[Dataset excerpt]
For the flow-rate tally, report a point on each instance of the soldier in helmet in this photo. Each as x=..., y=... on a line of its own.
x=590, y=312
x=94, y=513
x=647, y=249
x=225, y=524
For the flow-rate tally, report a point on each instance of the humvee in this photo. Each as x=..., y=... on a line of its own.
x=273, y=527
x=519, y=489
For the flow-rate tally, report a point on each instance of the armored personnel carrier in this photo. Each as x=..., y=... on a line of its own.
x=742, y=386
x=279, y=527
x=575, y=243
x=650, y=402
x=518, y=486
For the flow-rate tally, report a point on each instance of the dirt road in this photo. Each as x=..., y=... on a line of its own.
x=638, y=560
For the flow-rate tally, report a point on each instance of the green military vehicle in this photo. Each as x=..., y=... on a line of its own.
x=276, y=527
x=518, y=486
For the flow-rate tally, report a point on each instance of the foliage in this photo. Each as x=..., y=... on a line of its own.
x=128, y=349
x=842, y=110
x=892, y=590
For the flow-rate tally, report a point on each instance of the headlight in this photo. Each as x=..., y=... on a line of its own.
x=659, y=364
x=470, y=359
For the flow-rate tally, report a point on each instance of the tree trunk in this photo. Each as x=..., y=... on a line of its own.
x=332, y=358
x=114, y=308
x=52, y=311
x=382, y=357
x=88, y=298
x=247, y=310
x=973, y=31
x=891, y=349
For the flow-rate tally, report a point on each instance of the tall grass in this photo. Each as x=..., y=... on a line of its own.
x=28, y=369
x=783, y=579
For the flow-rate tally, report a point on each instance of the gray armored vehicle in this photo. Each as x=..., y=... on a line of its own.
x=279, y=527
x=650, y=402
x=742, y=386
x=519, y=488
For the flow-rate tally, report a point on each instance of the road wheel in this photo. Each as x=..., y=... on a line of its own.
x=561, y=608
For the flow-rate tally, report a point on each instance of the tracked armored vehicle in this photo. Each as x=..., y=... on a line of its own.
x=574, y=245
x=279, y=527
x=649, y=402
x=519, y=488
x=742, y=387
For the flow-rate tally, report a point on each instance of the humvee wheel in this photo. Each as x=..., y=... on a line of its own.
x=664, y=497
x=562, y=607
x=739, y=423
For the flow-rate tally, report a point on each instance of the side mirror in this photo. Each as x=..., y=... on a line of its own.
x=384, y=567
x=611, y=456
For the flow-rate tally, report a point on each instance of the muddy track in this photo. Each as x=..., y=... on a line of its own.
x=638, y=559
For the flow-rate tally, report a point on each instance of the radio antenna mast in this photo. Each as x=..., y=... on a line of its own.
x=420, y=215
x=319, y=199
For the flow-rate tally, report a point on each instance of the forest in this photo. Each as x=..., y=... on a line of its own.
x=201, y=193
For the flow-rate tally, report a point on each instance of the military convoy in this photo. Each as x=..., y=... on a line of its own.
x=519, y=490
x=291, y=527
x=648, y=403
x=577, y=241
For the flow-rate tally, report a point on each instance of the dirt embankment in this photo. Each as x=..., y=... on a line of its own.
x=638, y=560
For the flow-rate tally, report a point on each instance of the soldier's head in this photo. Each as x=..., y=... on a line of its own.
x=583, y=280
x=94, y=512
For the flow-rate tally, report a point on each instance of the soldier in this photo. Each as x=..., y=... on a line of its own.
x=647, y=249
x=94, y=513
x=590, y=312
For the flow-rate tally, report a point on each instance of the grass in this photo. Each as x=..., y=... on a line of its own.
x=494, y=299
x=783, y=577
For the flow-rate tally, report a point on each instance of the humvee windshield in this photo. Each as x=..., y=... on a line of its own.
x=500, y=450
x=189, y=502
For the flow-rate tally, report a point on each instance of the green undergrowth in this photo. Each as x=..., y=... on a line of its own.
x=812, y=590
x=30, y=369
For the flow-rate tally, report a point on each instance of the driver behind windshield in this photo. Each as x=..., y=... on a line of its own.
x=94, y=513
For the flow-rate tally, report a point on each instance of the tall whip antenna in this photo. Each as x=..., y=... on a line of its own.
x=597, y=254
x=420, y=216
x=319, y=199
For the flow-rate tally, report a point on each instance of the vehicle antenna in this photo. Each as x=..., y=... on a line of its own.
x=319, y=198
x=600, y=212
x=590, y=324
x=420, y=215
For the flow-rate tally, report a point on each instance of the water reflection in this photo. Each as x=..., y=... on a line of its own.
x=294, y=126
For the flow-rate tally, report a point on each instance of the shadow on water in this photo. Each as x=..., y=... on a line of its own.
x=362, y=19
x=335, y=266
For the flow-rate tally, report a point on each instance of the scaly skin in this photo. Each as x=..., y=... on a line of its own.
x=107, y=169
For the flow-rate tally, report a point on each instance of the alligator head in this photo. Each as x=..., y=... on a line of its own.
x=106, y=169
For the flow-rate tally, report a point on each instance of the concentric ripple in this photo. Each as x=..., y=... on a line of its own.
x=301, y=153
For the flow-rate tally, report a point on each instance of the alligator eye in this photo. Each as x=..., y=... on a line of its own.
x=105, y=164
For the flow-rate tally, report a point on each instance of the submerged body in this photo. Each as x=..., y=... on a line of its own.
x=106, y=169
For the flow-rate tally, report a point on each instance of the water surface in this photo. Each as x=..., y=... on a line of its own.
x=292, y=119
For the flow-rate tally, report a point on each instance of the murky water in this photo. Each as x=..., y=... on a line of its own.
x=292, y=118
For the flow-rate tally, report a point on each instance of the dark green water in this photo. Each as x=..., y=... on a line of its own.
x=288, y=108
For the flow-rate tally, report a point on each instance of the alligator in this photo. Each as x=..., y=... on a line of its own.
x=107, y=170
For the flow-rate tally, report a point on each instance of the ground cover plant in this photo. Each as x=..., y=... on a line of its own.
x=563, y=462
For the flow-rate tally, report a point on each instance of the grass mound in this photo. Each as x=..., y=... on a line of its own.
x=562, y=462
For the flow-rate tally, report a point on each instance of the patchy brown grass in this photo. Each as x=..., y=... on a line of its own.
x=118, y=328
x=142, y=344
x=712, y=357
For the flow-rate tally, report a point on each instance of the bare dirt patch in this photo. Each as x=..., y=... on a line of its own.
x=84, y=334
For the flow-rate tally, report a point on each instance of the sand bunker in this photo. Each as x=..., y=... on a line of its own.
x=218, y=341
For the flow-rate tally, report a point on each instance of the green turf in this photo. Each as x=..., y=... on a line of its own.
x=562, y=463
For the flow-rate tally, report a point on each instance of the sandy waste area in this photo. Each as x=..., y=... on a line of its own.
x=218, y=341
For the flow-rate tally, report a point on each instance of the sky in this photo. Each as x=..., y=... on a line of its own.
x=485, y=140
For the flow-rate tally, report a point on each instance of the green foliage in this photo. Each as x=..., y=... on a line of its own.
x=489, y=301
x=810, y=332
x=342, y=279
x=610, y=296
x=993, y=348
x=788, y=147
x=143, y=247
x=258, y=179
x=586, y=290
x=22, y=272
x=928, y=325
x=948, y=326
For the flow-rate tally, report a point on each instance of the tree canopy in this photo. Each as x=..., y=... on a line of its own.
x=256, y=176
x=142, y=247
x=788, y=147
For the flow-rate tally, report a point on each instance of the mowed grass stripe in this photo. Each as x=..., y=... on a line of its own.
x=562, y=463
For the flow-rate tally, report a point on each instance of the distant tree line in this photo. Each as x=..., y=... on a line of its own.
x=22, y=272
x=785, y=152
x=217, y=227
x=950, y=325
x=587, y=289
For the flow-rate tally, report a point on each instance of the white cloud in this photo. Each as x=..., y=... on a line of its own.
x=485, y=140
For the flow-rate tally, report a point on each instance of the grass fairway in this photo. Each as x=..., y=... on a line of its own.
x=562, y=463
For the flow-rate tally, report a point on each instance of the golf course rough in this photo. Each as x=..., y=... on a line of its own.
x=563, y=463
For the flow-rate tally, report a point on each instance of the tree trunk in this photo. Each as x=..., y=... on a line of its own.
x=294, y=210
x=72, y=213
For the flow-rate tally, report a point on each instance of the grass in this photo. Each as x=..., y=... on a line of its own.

Task instructions -
Can you copy the records above word for word, everything from the line containing "of the scaly" down to the line containing "x=301, y=153", with both of those lines included?

Answer to this problem -
For the flow-rate tally, report a point on each instance of the scaly skin in this photo. Each as x=..., y=... on a line of its own.
x=107, y=169
For the flow-rate tally, report a point on each instance of the alligator head in this photo. Each as x=..., y=... on a line of its own.
x=106, y=169
For the flow-rate tally, report a point on each instance of the concentric ripple in this photo. Each as x=..., y=... on a line of its own.
x=301, y=153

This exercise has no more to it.